## [INSTRUCTION]
Transcribe all of the material below line by line, with no changes.

[START OF DATA LISTING]

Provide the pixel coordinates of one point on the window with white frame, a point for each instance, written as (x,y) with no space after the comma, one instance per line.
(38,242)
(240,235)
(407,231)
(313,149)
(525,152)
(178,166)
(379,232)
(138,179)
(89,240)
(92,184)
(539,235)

[END OF DATA LISTING]

## [SOLUTION FOR THIS EXERCISE]
Provide the pixel coordinates of one point on the window with white frame, a point for each instance, written as (x,y) with no space after the comma, one instance per line.
(38,242)
(240,235)
(407,231)
(313,149)
(525,152)
(178,166)
(379,232)
(138,179)
(89,240)
(92,184)
(539,235)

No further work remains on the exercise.